● **Exercise input**

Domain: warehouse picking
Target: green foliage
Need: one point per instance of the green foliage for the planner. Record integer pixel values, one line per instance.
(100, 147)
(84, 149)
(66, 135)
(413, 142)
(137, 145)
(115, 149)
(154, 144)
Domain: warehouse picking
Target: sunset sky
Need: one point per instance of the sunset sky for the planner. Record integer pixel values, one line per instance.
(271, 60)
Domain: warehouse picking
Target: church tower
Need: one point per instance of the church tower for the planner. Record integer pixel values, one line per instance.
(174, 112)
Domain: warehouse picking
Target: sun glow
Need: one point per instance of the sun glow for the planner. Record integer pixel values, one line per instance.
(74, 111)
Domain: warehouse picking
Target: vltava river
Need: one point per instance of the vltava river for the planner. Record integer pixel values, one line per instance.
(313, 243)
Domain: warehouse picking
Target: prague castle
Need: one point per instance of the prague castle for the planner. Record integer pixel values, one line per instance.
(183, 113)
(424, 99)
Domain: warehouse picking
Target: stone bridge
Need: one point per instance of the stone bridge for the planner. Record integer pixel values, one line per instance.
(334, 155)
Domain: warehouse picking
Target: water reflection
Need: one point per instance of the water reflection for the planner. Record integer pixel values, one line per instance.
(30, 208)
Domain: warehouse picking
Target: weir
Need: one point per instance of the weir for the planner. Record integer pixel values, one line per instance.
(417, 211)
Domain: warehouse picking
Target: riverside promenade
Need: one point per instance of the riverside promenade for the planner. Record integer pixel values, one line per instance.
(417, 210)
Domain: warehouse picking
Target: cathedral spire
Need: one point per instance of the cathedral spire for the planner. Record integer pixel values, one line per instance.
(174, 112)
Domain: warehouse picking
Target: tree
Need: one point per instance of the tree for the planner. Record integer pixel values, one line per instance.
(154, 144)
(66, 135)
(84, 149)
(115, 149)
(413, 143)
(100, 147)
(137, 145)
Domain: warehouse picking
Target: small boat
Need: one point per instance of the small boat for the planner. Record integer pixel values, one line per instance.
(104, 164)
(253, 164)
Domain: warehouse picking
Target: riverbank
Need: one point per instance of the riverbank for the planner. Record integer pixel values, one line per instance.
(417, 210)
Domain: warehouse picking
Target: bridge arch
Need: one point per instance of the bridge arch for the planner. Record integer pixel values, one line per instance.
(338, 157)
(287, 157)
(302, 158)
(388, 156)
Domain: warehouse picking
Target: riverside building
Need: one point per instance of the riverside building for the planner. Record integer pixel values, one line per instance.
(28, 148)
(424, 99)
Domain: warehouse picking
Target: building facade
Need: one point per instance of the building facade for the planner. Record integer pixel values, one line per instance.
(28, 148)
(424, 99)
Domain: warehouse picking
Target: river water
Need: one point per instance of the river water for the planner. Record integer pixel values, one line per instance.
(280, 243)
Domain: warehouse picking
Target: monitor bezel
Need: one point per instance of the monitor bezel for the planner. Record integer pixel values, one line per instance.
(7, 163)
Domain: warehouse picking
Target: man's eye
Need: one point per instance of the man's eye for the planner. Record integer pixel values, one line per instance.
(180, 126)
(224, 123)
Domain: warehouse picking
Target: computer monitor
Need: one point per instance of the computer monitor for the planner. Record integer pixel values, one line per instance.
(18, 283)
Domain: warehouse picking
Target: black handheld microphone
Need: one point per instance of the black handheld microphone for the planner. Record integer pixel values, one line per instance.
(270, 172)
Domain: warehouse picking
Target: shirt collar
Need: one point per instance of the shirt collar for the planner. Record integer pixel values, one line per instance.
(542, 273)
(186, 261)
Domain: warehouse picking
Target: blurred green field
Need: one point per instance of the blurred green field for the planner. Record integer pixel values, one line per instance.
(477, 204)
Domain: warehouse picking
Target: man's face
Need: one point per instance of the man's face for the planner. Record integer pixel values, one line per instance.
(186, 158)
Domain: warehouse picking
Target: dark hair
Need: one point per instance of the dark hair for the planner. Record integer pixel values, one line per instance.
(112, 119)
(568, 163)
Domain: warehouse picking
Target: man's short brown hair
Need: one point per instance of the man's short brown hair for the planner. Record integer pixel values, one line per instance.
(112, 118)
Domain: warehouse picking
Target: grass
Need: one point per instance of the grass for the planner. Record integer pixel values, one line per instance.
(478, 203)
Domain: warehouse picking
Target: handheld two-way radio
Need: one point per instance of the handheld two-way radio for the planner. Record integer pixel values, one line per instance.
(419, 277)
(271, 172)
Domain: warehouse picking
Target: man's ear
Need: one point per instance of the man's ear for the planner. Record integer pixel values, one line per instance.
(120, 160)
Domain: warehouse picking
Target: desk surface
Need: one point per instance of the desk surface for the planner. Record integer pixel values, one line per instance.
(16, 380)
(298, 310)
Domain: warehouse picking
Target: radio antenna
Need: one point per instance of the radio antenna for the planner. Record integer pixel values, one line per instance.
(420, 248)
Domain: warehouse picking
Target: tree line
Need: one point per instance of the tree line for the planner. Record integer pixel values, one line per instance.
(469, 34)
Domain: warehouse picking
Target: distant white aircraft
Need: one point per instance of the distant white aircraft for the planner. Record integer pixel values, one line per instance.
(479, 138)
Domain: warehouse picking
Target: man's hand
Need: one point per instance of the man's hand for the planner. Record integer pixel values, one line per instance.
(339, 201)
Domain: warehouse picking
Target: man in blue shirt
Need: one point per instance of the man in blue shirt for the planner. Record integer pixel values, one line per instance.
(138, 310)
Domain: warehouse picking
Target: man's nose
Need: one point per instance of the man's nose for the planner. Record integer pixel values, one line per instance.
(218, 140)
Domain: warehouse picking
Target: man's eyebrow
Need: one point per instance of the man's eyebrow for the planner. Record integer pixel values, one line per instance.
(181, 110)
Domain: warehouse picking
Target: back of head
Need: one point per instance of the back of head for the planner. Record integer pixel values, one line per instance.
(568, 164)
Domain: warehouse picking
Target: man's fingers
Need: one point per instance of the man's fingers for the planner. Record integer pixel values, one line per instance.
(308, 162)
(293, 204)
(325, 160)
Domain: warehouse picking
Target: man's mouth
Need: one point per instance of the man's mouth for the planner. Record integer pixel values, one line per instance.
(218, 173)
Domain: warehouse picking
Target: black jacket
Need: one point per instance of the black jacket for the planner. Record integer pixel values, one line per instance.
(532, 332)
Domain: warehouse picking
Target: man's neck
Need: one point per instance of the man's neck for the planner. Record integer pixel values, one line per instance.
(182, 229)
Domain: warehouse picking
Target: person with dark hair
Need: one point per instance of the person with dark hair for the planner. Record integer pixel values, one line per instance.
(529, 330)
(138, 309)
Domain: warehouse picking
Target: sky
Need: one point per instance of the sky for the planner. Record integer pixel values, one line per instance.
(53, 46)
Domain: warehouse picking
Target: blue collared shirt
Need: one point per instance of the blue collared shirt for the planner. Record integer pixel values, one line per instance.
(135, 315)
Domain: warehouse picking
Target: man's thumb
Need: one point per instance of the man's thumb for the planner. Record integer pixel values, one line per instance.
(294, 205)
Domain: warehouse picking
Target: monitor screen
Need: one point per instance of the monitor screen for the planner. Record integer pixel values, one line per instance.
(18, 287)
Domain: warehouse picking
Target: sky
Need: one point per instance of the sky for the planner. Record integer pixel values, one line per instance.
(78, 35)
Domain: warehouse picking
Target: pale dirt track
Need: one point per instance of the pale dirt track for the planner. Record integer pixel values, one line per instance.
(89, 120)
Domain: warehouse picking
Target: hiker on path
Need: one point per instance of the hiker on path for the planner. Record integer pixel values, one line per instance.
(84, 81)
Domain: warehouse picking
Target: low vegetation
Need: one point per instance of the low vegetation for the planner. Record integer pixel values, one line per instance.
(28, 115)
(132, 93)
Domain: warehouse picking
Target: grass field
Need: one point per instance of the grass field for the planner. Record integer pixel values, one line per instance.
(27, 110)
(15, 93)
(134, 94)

● **The problem**
Gather every line in the data above that contains the string "boat". Case counts.

● **Response to the task**
Target: small boat
Need: one point per instance of the small boat for the planner. Record integer pixel values, one line per instance.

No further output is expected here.